### EXERCISE
Copy nothing before the line containing "need box >> man in blue sweatshirt". Reproduce that line and all that follow, exactly, through the end of the records.

[Opening EXERCISE MATERIALS section]

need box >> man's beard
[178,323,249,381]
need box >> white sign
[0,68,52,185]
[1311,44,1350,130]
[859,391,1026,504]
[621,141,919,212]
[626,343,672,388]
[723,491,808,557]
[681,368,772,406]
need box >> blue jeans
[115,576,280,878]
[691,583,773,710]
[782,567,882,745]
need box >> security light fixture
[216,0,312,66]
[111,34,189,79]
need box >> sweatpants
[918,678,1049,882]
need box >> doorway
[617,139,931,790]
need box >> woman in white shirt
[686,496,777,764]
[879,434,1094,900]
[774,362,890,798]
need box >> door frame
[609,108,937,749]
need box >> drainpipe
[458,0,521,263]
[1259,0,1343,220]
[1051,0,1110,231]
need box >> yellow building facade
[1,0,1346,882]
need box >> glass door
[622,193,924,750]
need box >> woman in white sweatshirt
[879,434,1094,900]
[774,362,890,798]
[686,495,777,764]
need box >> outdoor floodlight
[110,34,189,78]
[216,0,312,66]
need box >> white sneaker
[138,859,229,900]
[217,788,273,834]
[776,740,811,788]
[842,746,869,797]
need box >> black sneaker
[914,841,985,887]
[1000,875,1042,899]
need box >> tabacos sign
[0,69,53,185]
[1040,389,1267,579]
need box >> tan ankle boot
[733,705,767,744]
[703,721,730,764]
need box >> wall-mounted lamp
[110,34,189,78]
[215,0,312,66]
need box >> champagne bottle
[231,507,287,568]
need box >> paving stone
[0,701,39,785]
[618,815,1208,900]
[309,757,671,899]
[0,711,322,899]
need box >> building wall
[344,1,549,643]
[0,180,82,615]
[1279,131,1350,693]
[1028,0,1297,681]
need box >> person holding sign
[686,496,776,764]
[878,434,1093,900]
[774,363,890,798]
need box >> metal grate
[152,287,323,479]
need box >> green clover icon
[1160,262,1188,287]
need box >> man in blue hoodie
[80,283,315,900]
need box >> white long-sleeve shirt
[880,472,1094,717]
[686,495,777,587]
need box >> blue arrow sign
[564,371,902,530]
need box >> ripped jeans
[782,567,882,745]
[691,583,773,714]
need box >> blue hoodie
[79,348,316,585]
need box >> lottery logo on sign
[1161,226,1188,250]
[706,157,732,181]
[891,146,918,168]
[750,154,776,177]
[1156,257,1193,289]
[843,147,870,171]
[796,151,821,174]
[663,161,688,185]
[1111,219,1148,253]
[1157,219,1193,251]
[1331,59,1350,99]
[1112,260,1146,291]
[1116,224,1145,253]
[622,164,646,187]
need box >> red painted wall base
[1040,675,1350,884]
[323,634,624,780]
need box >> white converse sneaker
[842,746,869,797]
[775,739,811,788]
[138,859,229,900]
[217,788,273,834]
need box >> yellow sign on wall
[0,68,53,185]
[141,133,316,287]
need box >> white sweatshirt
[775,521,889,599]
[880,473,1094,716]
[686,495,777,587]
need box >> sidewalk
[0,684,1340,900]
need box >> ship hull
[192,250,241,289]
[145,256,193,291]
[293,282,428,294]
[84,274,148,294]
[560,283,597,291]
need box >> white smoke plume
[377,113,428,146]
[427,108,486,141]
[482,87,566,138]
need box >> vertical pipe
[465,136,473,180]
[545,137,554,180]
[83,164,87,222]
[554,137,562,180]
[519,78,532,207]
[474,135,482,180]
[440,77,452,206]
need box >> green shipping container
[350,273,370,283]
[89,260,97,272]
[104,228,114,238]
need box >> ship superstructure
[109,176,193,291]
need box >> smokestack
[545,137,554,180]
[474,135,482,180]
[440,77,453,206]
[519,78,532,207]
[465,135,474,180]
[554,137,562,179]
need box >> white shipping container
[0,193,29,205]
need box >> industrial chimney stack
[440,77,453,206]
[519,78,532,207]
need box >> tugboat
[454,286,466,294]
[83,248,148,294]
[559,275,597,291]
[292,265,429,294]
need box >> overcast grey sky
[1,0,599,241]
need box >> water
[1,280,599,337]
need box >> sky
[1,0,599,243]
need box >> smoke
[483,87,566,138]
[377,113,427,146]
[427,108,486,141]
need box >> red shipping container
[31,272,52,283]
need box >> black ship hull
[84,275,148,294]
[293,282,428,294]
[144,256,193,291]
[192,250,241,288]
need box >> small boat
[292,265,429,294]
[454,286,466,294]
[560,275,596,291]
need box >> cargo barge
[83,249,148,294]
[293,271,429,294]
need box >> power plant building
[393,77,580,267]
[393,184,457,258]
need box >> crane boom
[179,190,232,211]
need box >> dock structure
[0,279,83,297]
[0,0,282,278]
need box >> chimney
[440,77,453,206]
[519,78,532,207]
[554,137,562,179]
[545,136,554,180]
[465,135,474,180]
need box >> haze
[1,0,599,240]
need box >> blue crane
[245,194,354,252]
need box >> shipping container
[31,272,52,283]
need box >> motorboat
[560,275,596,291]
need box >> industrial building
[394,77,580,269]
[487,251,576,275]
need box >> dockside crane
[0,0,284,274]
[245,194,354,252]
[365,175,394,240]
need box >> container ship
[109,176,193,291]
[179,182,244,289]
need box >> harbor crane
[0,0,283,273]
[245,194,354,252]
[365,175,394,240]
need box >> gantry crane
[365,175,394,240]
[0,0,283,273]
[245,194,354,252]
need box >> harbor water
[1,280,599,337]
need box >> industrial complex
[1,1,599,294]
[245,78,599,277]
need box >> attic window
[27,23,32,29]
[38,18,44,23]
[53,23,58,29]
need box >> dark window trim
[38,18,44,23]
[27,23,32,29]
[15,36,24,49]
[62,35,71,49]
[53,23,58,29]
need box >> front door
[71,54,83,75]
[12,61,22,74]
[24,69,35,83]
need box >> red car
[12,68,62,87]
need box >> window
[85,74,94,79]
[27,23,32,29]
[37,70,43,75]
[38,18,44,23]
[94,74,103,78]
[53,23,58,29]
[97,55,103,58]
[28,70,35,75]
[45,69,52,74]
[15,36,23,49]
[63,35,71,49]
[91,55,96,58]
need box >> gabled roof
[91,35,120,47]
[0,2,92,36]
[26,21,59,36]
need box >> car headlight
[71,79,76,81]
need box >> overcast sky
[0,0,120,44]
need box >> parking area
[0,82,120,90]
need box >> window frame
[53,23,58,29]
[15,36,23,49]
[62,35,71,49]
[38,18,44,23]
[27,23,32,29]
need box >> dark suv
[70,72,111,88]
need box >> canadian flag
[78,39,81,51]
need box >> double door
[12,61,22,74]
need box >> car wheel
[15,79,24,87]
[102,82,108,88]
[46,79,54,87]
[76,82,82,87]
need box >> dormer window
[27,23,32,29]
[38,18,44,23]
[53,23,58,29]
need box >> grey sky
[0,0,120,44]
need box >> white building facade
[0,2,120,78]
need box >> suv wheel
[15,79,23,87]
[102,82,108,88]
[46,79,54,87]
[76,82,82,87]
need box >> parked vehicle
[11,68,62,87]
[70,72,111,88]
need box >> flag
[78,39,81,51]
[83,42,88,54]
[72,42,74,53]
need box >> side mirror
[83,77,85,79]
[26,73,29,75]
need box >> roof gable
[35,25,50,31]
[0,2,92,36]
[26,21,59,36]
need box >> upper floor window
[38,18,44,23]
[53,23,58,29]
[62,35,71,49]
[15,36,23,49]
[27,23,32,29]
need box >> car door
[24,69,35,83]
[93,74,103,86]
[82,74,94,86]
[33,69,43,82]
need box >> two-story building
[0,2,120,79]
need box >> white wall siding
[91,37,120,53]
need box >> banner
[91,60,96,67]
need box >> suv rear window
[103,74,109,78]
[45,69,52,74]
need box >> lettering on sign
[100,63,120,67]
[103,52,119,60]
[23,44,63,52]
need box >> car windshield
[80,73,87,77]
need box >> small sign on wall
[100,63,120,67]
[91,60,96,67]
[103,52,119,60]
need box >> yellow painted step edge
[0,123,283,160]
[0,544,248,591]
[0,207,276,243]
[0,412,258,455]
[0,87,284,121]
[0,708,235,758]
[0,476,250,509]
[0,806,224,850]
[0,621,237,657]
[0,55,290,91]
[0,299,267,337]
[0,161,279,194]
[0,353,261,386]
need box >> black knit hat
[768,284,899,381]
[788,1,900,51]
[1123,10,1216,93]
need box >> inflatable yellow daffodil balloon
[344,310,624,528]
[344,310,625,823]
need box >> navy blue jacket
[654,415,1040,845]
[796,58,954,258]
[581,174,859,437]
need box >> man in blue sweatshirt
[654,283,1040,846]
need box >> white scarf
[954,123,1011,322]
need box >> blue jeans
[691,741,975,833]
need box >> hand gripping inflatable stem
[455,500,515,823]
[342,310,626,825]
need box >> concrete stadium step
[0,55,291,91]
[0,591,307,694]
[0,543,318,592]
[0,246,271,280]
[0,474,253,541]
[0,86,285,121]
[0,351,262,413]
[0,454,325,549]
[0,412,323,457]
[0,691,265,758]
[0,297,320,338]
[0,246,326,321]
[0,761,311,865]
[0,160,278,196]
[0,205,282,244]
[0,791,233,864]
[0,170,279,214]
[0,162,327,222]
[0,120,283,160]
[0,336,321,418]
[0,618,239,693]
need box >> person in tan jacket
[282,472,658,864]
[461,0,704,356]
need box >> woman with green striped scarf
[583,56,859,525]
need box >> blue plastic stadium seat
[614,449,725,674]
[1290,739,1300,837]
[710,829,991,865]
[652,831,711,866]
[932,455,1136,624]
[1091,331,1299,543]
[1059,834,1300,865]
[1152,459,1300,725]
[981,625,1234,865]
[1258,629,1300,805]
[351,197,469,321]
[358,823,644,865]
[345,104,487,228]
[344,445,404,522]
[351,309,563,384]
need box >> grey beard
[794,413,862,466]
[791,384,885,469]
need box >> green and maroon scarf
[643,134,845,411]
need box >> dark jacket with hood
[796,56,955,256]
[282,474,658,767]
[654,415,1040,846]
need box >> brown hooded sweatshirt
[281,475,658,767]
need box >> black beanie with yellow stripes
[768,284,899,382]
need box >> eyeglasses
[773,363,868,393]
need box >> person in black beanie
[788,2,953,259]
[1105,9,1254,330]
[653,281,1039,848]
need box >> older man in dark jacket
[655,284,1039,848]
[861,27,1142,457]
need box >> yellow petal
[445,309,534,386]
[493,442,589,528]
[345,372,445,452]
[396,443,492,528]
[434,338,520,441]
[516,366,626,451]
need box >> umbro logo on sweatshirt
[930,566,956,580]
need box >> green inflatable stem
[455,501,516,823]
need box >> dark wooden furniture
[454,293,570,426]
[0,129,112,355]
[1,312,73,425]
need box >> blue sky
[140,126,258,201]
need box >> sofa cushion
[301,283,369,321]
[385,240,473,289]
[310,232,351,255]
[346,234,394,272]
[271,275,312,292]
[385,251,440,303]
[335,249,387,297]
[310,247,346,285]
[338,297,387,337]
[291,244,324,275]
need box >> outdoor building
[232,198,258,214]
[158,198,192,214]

[Closing EXERCISE MATERIALS section]

### EXERCISE SOLUTION
need box >> man in blue sweatshirt
[654,283,1040,846]
need box >> white scarf
[954,123,1011,322]
need box >> blue jeans
[691,741,975,833]
need box >> hand gripping inflatable stem
[455,500,515,823]
[342,310,626,825]
need box >> concrete stadium step
[0,55,291,91]
[0,591,307,694]
[0,543,318,592]
[0,246,271,280]
[0,474,253,541]
[0,86,285,121]
[0,351,262,413]
[0,454,325,549]
[0,412,323,457]
[0,691,265,758]
[0,297,320,338]
[0,246,326,321]
[0,761,311,865]
[0,160,278,196]
[0,205,282,244]
[0,791,233,864]
[0,170,279,214]
[0,162,327,222]
[0,120,283,160]
[0,336,321,418]
[0,618,239,693]
need box >> person in tan jacket
[282,472,658,864]
[461,0,704,356]
need box >> woman with green striped scarf
[583,56,859,525]
need box >> blue plastic stadium seat
[614,449,725,674]
[1290,739,1300,837]
[710,829,991,865]
[652,831,711,866]
[932,455,1136,624]
[1091,331,1299,543]
[1059,834,1300,865]
[1152,459,1300,725]
[981,625,1234,865]
[1258,629,1300,805]
[351,197,469,321]
[358,823,644,865]
[345,104,487,228]
[344,445,404,522]
[351,309,563,384]
need box >> grey beard
[794,413,862,466]
[791,384,885,469]
need box >> green and maroon scarf
[643,134,845,411]
need box >> dark jacket with hood
[796,56,955,256]
[282,474,658,767]
[654,415,1040,846]
need box >> brown hooded sweatshirt
[281,475,658,767]
need box >> black beanie with yellow stripes
[768,284,899,382]
need box >> eyeglasses
[773,363,868,393]
need box >> person in black beanie
[788,2,953,259]
[1105,9,1254,330]
[653,281,1039,848]
need box >> older man in dark jacket
[655,284,1039,848]
[861,27,1142,457]
need box >> yellow petal
[445,309,534,386]
[493,442,589,528]
[345,372,445,452]
[396,443,492,528]
[434,338,520,441]
[516,366,626,451]
need box >> umbro logo on sweatshirt
[930,566,956,580]
need box >> green inflatable stem
[455,501,516,823]
need box >> dark wooden furniture
[454,293,570,426]
[0,129,112,355]
[1,312,73,425]
need box >> blue sky
[140,126,258,201]
need box >> sofa cushion
[301,283,369,321]
[385,240,473,289]
[310,232,351,255]
[346,234,394,272]
[271,275,312,292]
[385,251,440,303]
[335,249,387,297]
[310,247,346,285]
[338,297,387,337]
[291,244,324,275]
need box >> outdoor building
[232,198,258,214]
[158,198,192,214]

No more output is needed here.